| Document passage |
★ ★ ★ ★ ★

This project detects lane lines on a Highway using an Advanced Computer Vision Pipeline using only OpenCV. It also localizes the vehicles location within the lane.
Advanced Lane Finding Project
The goals / steps of this project are the following:
- Compute the camera calibration matrix and distortion coefficients given a set of chessboard images.
- Apply a distortion correction to raw images.
- Use color transforms, gradients, etc., to create a thresholded binary image.
- Apply a perspective transform to rectify binary image ("birds-eye view").
- Detect lane pixels and fit to find the lane boundary.
- Determine the curvature of the lane and vehicle position with respect to center.
- Warp the detected lane boundaries back onto the original image.
- Output visual display of the lane boundaries and numerical estimation of lane curvature and vehicle position.
The code for this step is contained in the first 4 code cells of the IPython notebook located in ./Advanced Lane Detection.ipynb.
I start by preparing "object points", which will be the (x, y, z) coordinates of the chessboard corners in the world. Here I am assuming the chessboard is fixed on the (x, y) plane at z=0, such that the object points are the same for each calibration image. Thus, objpoint is just a replicated array of coordinates, and objpoints will be appended with a copy of it every time I successfully detect all chessboard corners in a test image. imgpoints will be appended with the (x, y) pixel position of each of the corners in the image plane with each successful chessboard detection.
I then used the output objpoints and imgpoints to compute the camera calibration and distortion coefficients using the cv2.calibrateCamera() function. I applied this distortion correction to the test image using the cv2.undistort() function and obtained this result:
To demonstrate this step, I have described how I applied the distortion correction to one of the test images like this one:
I leveraged 2 color spaces for this task - RGB and HLS. After testing various combinations of different color spaces, these 2 color spaces detected the lane lines best. Note that the line can either be yellow or white. Result of the RGB color space can be seen below. It is also clear that the Red Channel has the most prominant lane lines.

★ ★ ★ ★ ★

| Entries shown |

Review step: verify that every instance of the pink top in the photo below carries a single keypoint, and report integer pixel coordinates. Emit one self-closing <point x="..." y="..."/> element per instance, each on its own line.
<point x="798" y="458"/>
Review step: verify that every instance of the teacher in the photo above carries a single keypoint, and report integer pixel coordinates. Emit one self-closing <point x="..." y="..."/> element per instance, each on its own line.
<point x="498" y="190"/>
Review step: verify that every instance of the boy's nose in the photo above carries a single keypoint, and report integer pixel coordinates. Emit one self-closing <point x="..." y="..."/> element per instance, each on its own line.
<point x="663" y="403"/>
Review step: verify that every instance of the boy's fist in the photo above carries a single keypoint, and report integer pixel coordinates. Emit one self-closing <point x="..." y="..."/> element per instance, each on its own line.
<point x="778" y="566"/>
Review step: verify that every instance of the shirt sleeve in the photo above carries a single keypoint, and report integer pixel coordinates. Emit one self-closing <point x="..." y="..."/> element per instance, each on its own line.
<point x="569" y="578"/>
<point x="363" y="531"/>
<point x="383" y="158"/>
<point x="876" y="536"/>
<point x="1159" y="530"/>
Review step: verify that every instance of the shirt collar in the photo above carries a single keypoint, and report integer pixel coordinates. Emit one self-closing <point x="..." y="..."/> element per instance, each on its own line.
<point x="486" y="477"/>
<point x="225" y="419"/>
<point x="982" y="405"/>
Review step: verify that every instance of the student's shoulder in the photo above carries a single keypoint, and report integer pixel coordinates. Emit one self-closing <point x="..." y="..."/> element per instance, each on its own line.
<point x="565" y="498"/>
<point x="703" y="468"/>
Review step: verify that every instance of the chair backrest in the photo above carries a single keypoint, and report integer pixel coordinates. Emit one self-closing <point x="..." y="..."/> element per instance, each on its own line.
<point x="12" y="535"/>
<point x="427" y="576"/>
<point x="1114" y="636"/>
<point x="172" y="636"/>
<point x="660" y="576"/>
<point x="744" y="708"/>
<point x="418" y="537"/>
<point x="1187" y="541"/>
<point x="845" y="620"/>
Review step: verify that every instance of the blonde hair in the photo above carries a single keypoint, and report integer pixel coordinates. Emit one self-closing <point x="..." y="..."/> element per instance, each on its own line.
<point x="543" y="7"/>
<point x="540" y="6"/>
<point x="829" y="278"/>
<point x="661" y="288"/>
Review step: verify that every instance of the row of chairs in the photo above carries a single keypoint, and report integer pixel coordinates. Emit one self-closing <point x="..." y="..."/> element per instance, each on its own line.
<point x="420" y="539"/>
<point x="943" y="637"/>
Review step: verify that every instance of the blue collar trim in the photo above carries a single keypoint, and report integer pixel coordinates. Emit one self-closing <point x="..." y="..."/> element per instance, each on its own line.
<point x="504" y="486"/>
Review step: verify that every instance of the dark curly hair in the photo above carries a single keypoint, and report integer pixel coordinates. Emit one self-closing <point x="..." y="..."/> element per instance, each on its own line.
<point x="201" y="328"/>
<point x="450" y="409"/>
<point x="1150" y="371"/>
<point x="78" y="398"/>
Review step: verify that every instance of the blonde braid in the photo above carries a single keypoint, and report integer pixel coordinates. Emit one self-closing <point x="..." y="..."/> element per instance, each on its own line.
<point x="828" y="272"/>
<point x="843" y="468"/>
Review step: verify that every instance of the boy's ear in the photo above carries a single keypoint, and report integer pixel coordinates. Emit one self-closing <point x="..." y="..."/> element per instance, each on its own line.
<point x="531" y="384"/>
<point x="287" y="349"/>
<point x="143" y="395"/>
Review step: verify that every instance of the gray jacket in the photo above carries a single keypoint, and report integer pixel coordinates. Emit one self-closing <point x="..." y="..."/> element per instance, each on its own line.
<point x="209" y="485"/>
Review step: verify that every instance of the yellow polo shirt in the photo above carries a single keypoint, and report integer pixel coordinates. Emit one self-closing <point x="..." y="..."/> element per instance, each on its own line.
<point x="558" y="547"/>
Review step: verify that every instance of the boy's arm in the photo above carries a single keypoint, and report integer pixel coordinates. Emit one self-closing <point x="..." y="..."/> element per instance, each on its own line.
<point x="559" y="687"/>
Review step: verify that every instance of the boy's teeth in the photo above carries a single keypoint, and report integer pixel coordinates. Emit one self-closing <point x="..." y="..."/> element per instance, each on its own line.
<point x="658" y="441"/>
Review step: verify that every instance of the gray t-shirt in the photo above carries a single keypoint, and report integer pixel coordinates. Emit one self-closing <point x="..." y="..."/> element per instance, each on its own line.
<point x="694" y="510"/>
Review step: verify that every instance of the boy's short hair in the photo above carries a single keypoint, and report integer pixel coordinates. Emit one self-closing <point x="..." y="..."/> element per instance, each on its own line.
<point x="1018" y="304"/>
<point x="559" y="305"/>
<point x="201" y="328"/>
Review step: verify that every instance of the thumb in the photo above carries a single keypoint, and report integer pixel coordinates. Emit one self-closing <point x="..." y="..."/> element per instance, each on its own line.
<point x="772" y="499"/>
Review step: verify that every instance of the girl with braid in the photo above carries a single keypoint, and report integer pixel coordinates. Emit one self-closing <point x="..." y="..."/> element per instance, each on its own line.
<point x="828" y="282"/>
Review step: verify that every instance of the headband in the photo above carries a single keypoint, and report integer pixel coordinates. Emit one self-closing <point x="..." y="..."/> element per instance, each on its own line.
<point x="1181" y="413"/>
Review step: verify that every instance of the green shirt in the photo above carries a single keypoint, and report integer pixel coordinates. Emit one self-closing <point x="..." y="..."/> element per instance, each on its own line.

★ ★ ★ ★ ★

| Your instructions |
Quote the lane-finding project description word for word from "- Apply a distortion" to "the lane boundary.". The data can be set aside; nothing here depends on it.

| Reply to the exercise |
- Apply a distortion correction to raw images.
- Use color transforms, gradients, etc., to create a thresholded binary image.
- Apply a perspective transform to rectify binary image ("birds-eye view").
- Detect lane pixels and fit to find the lane boundary.